◆ Exercise set
• 1. Summarize the excerpted text in two sentences.
• 2. Revise the excerpted text from "Considerations for modelling" up to and including "and decision logic.", replacing "bias" with "fairness".

◆ Excerpted text

##########

Statement 22: Implement model creation, tuning, and grounding
Agencies must
Criterion 79: Set assessment criteria for the AI model, with respect to pre-defined metrics for the AI system.
These criteria should address:
- success factors specific to user stories
- model quality thresholds and performance of the AI system
- explainability and interpretability requirements
- security and privacy requirements
- ethics requirements
- tolerance for error for model outputs
- tolerance for negative impacts
- error rates by scale and similar processing by humans.
Considerations for modelling include:
- model training, maintenance, and support costs
- data and compute infrastructure constraints
- likelihood of the AI models becoming outdated
- whether the model can be legally used for the intended use case
- whether methods can be implemented to mitigate risk of new harms being introduced into the AI system
- bias, security, and ethical concerns
- whether the model meets the explainability and interpretability requirements
- use of model interpretability tools to analyse important features and decision logic.
Criterion 80: Identify and address situations when AI outputs should not be provided.
These situations include:
- low confidence scores
- when user input and context are ambiguous or lack reliable sources
- complex questions as input
- limited knowledge base
- privacy concerns and potential breach of safety
- harmful content
- unlawful content
- misleading content.
For GenAI, implementing techniques such as threshold settings or content filtering could address these situations.
Criterion 81: Apply considerations for reusing existing agency models, off-the-shelf, and pre-trained models.
These include:
- whether the model can be adapted to meet the KPIs for the AI system
- suitability of pre-defined AI architecture
- availability of AI specialist skills or skills required for configuration and integration
- whether the model is relevant to the target operating domain or can be adapted to it, such as fine-tuning, retrieval-augmented generation (RAG), and pre-processing and post-processing techniques
- cybersecurity assessment in line with Australian Government policies and guidance (see Whole of AI Lifecycle for more details).
Criterion 82: Create or fine-tune models optimised for target domain environment.

##########

◆ Study material
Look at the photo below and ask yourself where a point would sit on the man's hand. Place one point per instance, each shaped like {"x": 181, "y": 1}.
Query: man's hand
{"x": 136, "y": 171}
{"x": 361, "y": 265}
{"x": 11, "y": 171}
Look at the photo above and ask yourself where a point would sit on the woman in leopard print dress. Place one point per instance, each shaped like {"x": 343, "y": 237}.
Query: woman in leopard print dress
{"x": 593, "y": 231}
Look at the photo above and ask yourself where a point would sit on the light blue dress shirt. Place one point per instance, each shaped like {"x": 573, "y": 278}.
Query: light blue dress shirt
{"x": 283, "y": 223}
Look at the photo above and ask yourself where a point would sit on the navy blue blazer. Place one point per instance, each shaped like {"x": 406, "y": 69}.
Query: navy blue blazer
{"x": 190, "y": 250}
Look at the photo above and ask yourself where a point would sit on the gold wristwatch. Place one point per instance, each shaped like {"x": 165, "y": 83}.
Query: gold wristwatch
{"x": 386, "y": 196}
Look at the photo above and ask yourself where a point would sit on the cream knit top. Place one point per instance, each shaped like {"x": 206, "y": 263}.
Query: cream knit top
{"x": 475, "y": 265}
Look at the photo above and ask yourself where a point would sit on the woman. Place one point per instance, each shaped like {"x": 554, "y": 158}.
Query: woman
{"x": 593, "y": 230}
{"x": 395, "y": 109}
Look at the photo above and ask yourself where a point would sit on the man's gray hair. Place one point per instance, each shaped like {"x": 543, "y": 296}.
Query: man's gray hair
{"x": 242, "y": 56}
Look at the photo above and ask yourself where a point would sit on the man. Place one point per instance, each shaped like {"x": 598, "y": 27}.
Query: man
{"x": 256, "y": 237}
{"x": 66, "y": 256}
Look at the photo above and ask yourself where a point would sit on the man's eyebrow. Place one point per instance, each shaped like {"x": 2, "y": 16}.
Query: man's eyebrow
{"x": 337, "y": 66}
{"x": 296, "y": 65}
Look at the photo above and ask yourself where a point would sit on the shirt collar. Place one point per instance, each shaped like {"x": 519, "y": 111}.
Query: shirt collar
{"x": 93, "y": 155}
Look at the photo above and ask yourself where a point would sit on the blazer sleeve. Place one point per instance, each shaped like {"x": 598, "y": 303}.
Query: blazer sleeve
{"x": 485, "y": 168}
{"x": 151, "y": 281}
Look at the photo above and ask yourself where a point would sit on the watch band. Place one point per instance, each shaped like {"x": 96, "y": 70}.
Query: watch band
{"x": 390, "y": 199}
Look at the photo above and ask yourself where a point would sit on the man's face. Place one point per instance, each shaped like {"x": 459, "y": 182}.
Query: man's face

##########

◆ Answer section
• 1. The excerpted text sets out criteria for implementing model creation, tuning, and grounding, including setting assessment criteria for the AI model and identifying situations when AI outputs should not be provided. It also lists considerations for reusing existing agency, off-the-shelf, and pre-trained models, and calls for creating or fine-tuning models optimized for the target domain environment.

• 2.
Considerations for modelling include:
- model training, maintenance, and support costs
- data and compute infrastructure constraints
- likelihood of the AI models becoming outdated
- whether the model can be legally used for the intended use case
- whether methods can be implemented to mitigate risk of new harms being introduced into the AI system
- fairness, security, and ethical concerns
- whether the model meets the explainability and interpretability requirements
- use of model interpretability tools to analyse important features and decision logic.